- **TEXT SECTION**:
++++++
A study was published today in the New England Journal of Medicine which tested COMPASS Pathways’ (CMPS.Q) COMP360 psilocybin.
The study is a phase II double-blind, randomized, controlled trial with patients suffering from long-standing, moderate to severe major depressive disorder. The control group was given escitalopram (often known through the brand name Lexapro), a common antidepressant. The study lasted for six weeks.
The primary outcome being measured was a change in the baseline for the patients’ QIDS-SR-16 (16-item quick inventory of depressive symptomology-self report) scores, with 16 other secondary outcomes being measured.
The results were somewhat mixed. On the primary outcome, the two treatments did not show a scientifically significant difference (the p score was p=0.17). On the secondary outcomes, the psilocybin group generally did better, but the researchers stressed these results lacked correction for multiple comparisons and stated that larger and longer trials were needed for better comparisons.
On the trial, COMPASS’s CEO had this to say:
“In a field of research where it is very difficult to separate treatments in head-to-head comparative efficacy trials, this study found signals favouring psilocybin therapy over escitalopram. This is an encouraging investigator-initiated study that supports the need for additional clinical investigations in larger, well-powered studies to more accurately determine the efficacy of COMP360 psilocybin in MDD”, said George Goldsmith, CEO and Co-founder of COMPASS Pathways. “At COMPASS, we are already committed to a full clinical development programme of psilocybin therapy in treatment-resistant depression, and we know there is much more work to be done so that we can bring evidence-based innovation to patients who have run out of options in a number of mental health illnesses.”
Goldsmith is certainly right that it is hard to get significant results for separate treatments in head-to-head studies, although I’m ambivalent about how “encouraging” the results were.
++++++
- **PROBLEM TO WORK ON**: In the psilocybin trial article above, which terms describe the kind of trial the study was?

- **DATA SECTION**:
++++++
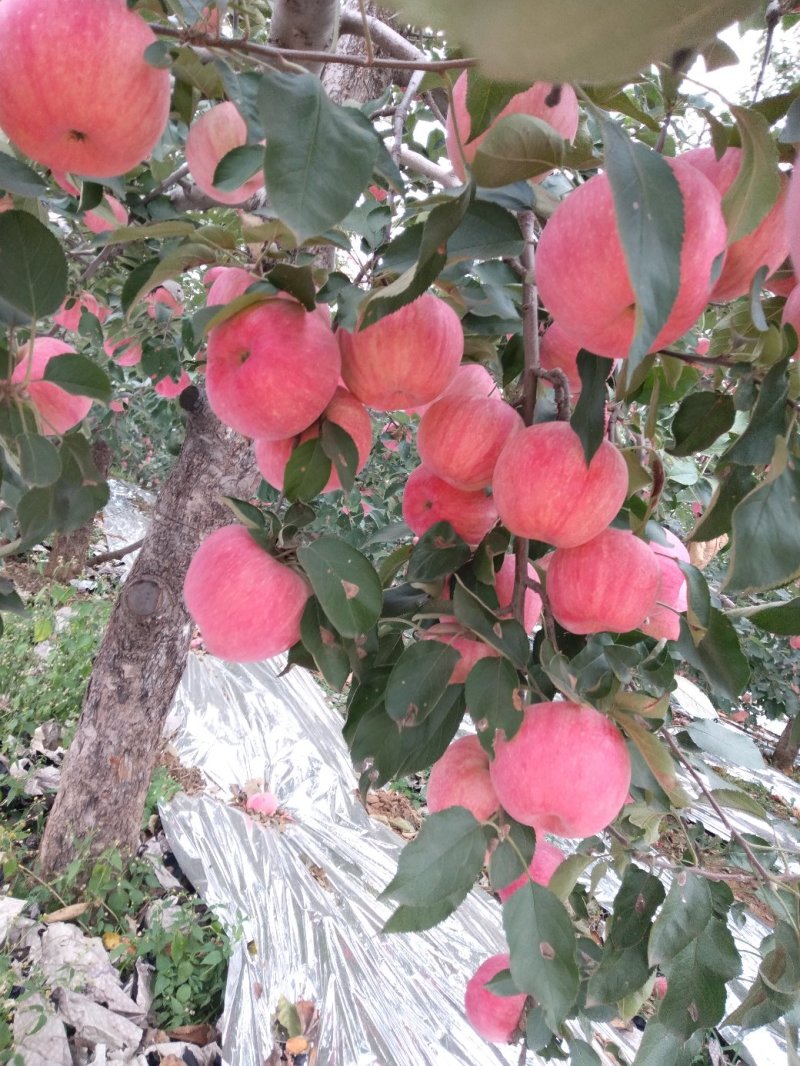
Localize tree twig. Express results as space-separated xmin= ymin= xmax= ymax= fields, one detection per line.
++++++
- **RESPONSE AREA**:
- phase II
- double-blind
- randomized
- controlled